* PROVIDED DATA:
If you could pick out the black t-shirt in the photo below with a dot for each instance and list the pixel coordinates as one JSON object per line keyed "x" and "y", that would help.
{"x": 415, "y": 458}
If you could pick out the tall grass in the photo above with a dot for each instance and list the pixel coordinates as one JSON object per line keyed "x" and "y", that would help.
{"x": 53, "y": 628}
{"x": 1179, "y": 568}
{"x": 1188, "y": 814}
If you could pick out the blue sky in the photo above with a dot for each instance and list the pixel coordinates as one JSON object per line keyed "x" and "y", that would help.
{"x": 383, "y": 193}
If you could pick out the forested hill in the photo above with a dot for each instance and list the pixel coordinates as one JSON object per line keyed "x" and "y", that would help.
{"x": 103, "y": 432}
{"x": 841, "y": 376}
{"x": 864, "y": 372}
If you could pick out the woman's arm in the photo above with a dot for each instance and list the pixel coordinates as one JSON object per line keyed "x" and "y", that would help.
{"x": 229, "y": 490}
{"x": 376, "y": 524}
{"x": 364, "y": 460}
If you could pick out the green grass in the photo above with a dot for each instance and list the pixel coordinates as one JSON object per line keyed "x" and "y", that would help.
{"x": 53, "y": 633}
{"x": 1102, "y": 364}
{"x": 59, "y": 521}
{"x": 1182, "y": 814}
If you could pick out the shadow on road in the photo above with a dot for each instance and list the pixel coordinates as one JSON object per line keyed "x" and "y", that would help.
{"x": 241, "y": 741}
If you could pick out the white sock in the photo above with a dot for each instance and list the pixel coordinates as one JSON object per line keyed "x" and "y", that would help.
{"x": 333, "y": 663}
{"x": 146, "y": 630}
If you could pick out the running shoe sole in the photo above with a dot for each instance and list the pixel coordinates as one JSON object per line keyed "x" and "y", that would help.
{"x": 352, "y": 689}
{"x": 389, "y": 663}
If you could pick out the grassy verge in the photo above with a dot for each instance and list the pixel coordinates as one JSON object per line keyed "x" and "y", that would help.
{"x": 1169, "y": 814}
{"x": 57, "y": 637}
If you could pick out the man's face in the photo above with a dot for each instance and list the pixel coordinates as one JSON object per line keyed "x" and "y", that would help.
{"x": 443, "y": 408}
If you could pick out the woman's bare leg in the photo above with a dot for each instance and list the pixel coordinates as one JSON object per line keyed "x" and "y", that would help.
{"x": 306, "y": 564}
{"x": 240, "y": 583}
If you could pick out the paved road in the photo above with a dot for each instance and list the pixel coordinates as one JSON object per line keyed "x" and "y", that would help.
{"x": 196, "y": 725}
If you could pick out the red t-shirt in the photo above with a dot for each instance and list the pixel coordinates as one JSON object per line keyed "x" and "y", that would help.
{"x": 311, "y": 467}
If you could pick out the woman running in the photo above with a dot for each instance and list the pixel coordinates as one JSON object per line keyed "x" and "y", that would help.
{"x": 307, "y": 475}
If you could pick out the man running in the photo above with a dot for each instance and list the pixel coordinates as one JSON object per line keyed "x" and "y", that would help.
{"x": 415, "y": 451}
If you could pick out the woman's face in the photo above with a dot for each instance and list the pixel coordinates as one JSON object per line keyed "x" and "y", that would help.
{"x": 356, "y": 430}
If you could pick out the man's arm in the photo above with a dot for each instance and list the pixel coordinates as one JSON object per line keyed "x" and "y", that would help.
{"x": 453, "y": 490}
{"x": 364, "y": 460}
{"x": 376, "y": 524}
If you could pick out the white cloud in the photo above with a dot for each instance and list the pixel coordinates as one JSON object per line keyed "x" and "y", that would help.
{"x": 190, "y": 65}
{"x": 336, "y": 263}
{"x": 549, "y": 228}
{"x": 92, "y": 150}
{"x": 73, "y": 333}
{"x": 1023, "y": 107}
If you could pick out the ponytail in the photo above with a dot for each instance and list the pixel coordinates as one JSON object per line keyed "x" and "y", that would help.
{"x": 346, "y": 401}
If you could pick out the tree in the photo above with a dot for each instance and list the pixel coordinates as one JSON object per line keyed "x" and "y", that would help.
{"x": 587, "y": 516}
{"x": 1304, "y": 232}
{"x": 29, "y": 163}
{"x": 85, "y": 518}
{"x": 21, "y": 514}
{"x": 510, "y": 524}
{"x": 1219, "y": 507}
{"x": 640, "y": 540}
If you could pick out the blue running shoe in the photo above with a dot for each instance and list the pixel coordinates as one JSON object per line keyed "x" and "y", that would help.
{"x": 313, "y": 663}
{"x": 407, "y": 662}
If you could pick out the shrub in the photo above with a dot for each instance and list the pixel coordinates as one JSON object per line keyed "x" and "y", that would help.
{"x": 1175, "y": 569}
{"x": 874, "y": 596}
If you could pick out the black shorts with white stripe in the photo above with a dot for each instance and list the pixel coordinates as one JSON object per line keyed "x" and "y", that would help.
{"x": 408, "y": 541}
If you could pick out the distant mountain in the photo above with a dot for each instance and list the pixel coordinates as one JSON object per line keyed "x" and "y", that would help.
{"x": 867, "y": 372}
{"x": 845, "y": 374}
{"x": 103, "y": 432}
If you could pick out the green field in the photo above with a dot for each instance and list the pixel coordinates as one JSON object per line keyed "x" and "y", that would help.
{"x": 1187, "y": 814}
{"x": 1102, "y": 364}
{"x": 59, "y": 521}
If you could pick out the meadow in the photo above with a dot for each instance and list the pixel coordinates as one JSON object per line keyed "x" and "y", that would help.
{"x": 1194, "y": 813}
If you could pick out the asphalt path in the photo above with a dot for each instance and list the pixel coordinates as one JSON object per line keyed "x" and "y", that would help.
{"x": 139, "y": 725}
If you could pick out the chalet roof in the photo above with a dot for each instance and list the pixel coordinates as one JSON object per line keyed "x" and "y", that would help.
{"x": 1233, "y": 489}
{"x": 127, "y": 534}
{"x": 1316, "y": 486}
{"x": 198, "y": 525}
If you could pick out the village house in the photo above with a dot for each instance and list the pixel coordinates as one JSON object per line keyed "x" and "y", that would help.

* TO BE DONE: Quote each line above in full, word for word.

* RESPONSE:
If you could pick out the black t-shirt in the photo below with a dot for each instance and list the pixel coordinates as one JSON object per line keyed "x" and "y", that would help.
{"x": 415, "y": 458}
If you could pick out the tall grass in the photo above with a dot for each instance and list the pixel coordinates as one JSON object per line keyed "x" and "y", that would help.
{"x": 53, "y": 628}
{"x": 1179, "y": 568}
{"x": 1188, "y": 814}
If you could pick out the blue sky in the photo above with a dot for each instance and list the pixel coordinates as one JSON object per line keyed "x" and "y", that would help.
{"x": 383, "y": 193}
If you could pick out the forested hill in the photo above with a dot for each instance and list the pixel coordinates as one JSON object per line keyed "x" and "y", that would help.
{"x": 103, "y": 432}
{"x": 841, "y": 376}
{"x": 864, "y": 372}
If you could pick out the woman's arm in the photo above with a dot for each instance and list the pixel coordinates as one JSON object per line keyed "x" and "y", that would help.
{"x": 229, "y": 490}
{"x": 376, "y": 524}
{"x": 364, "y": 460}
If you could pick out the green grass in the photo above with a dot for each instance and list the pixel coordinates as one JSON object per line keyed "x" and "y", that would help.
{"x": 53, "y": 633}
{"x": 1102, "y": 364}
{"x": 59, "y": 521}
{"x": 1182, "y": 814}
If you could pick out the shadow on road in the photo above with a dot for each instance and list the pixel coordinates as one JSON object per line keyed "x" and "y", that would help.
{"x": 241, "y": 741}
If you could pick out the white sock in the photo above with a dot for each instance and list the pixel coordinates as one JSON object per line keyed "x" and "y", that would help.
{"x": 333, "y": 663}
{"x": 146, "y": 630}
If you could pick out the running shoe sole in the photo above with a dot for each instance and list the pixel coordinates as one JSON object per line keyed "x" and "y", that would help.
{"x": 352, "y": 689}
{"x": 389, "y": 663}
If you could pick out the grassy verge in the photo above with a dot for each instance and list the pixel coordinates as one JSON object per line keyed "x" and "y", that would help.
{"x": 1169, "y": 814}
{"x": 57, "y": 637}
If you could pick out the man's face in the photo above with a dot for each instance and list the pixel coordinates as one JSON object per line keyed "x" and "y", that would help.
{"x": 443, "y": 408}
If you could pick out the woman's bare leg in the photo above with a dot for each instance and list the pixel coordinates as one JSON object per line keyed "x" and "y", that would help.
{"x": 306, "y": 564}
{"x": 240, "y": 583}
If you could pick out the paved road in the photo above with a dot for each instance and list the pixel coordinates as one JSON object per line keyed "x" and "y", that would help.
{"x": 196, "y": 725}
If you could pick out the red t-shirt in the photo above with a dot for each instance and list the pixel coordinates as one JSON object per line keyed "x" and "y", that would help.
{"x": 311, "y": 467}
If you could pick out the woman running in the photo above with a dot for each instance and list the pixel coordinates as one JSON object per line keyed "x" and "y", that would help.
{"x": 307, "y": 475}
If you could pick out the man running in the photo above with a dot for each instance and list the pixel coordinates as one JSON object per line keyed "x" and "y", that would help.
{"x": 415, "y": 451}
If you could pick out the woman's face in the photo above with a dot for each instance and list the pixel coordinates as one JSON object per line keyed "x" and "y", that would help.
{"x": 356, "y": 430}
If you could pick out the man's arm in the photo above with a dot for each instance and list the pixel coordinates as one JSON object per line keyed "x" and "y", that would help.
{"x": 453, "y": 490}
{"x": 364, "y": 460}
{"x": 376, "y": 524}
If you could pick out the white cloud in the photo above with a dot for each instance and list the pixel coordinates as one JSON object per line keyed "x" and "y", that would help.
{"x": 190, "y": 65}
{"x": 336, "y": 263}
{"x": 549, "y": 228}
{"x": 92, "y": 150}
{"x": 73, "y": 333}
{"x": 1023, "y": 107}
If you could pick out the ponytail in the photo above with a dot for each instance and list the pixel coordinates as one JSON object per line keyed "x" and "y", that would help.
{"x": 346, "y": 401}
If you could pick out the tree in the photo above with a dot for each instance and list the pixel coordinates as one JSON object per line keyed "x" and "y", that would help.
{"x": 587, "y": 516}
{"x": 1304, "y": 232}
{"x": 29, "y": 163}
{"x": 85, "y": 518}
{"x": 21, "y": 514}
{"x": 510, "y": 524}
{"x": 1219, "y": 507}
{"x": 640, "y": 540}
If you could pick out the blue running shoe in the photo above with a dot for each instance and list the pixel coordinates as one JSON object per line keyed "x" and "y", that would help.
{"x": 313, "y": 663}
{"x": 407, "y": 662}
If you could pick out the shrub in the photo above with a dot for each instance and list the pixel coordinates as one JSON object per line keyed "x" and "y", that would help.
{"x": 1175, "y": 569}
{"x": 874, "y": 596}
If you could pick out the black shorts with white stripe in the photo above with a dot for each instance and list the pixel coordinates as one JSON object per line keyed "x" and "y", that would help.
{"x": 408, "y": 541}
If you could pick out the distant mountain in the photo above with a dot for each instance and list the pixel coordinates as one JSON object per line keyed "x" and "y", that would help.
{"x": 867, "y": 372}
{"x": 845, "y": 374}
{"x": 103, "y": 432}
If you could pick out the green field in the photo above with a dot for each instance and list the pixel coordinates as one JSON object per line keyed "x" and "y", that would help.
{"x": 1187, "y": 814}
{"x": 1102, "y": 364}
{"x": 59, "y": 521}
If you could pick out the meadow in the photo above with a dot for each instance and list the pixel coordinates as one JSON object per line keyed "x" and "y", that would help.
{"x": 1194, "y": 813}
If you could pick out the asphalt path in the photo above with a dot for each instance and list the pixel coordinates as one JSON object per line keyed "x" and "y", that would help.
{"x": 139, "y": 725}
If you could pick out the chalet roof in the photo above with a dot for each instance and list the pixel coordinates as one JSON object per line keyed "x" and "y", that would help.
{"x": 1233, "y": 489}
{"x": 127, "y": 534}
{"x": 1316, "y": 486}
{"x": 198, "y": 525}
If you could pick out the village house in the photo above with a dot for each instance and list the pixel coordinates as one JSON object per line keyed "x" and "y", that would help.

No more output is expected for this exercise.